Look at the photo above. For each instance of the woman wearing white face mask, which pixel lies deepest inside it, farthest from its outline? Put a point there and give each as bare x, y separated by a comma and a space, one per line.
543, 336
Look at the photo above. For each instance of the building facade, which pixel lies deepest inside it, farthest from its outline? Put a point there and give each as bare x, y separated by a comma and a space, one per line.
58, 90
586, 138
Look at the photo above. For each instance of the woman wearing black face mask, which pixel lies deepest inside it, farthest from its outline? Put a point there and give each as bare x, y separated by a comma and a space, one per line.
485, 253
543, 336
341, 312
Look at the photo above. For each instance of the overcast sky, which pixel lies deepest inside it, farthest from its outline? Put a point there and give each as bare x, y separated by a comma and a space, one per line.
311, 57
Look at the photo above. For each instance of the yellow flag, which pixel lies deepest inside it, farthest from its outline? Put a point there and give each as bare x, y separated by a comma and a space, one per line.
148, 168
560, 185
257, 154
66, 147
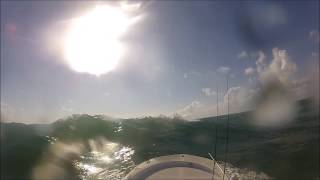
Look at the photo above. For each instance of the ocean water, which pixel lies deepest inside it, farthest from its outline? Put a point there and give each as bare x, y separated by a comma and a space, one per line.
94, 147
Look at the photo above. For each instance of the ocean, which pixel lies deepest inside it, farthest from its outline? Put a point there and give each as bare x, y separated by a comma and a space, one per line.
96, 147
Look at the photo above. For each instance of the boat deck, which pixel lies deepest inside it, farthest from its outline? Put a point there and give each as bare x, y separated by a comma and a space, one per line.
177, 167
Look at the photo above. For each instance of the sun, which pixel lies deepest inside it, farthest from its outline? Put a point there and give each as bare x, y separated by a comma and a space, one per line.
93, 41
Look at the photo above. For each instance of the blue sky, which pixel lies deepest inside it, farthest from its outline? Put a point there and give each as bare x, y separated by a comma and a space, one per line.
173, 61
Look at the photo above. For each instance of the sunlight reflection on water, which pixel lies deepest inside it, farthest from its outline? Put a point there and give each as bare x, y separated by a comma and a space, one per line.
111, 161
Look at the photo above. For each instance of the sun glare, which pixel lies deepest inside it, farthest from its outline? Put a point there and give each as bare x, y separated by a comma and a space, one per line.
93, 42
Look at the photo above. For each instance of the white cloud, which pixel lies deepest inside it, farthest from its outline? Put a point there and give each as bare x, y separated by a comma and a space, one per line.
240, 99
192, 73
243, 55
208, 92
281, 68
190, 111
249, 71
224, 70
261, 62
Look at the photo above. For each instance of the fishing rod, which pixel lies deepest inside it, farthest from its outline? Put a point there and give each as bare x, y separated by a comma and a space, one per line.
227, 138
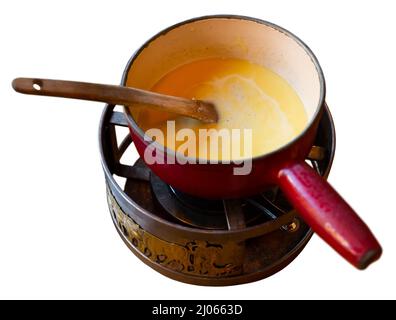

Required work –
Update all of the records above, changing "photo" to "image" wherever it occurs and keeping everything else the same. Leave the pictures out.

Finished exercise –
Look at the image above. For each instance of the woman wearing white face mask, which pixel lies deepest inside it, farthest from its outline? Put a point there and give each as bare x, y separated by a comma and a space, one per line.
543, 336
Look at the image above. For each instance of the building facade, which pixel lies deepest inside it, farthest from its outline? Put a point there and give each as bare x, y separated by a comma and a space, one per line.
58, 90
586, 138
Look at the image above. For each instance of the woman wearing black face mask, which pixel lies deepest inside it, farthest from its outline? Put a point there and give each as bare x, y separated by a comma and a space, one per line.
485, 253
543, 336
341, 312
Look at the image above. For each instance of the overcast sky, which pixel lies deepest inside it, farthest from its outline? Put a point there and give each as bare x, y separated by a comma and a space, one per line.
311, 57
Look at the image above. For each instance of the yellow flag, which pixel lies deepest inside it, farthest from its outline? Put a point there and give each as bare x, y separated by a comma and a space, one per line.
148, 168
560, 185
257, 154
66, 147
Look at the image above. For each instance of the ocean water, which pixel lies deepest inside it, farthest from its outline? Put a point there and give each as bare x, y separated by a comma and a space, one per line.
94, 147
Look at the image above. For each instance of the ocean, which pixel lies deepest inside it, farthest from its outline? Put a point there and give each as bare x, y separated by a comma and a space, one per line.
96, 147
Look at the image above. For each instance of the boat deck, which pixel lies deepest inside it, farthest from its outline? Put a point there and give each as bare x, y separated by a comma and a space, one per line.
177, 167
Look at the image above. For each instance of the sun, which pixel lies deepest inside it, farthest from its outline? Put a point there and give each as bare x, y separated by a comma and a space, one per line.
93, 41
Look at the image above. For each instance of the blue sky, which pixel lies deepest inside it, farthest from its outline? Put a point there and give each as bare x, y separated by a comma and a space, one per line.
173, 61
Look at the image above. For each instance of the sunlight reflection on water, which pixel lies deepest inside it, farthest from its outline? Put a point there and give each as bare x, y separated by a comma and a space, one per line.
111, 161
Look at the image above. For each instance of the sun glare, which pixel lies deepest inside it, farthest from its outline? Put a point there and give each as bare x, y separated by a comma and a space, one per line.
93, 42
Look at the image above. For each instance of the white cloud, which pixel lies deepest inside it, farthest from its outline? Put a point there and give each as bare x, y separated by a comma and a space, one per line.
240, 99
192, 73
243, 55
208, 92
281, 68
190, 111
249, 71
224, 70
261, 62
Look at the image above. For each instance of the fishing rod, which pixel lies deepest inside it, farthest from its outline? Put a point there and give each as bare x, y separated by a comma and a space, one per line.
227, 138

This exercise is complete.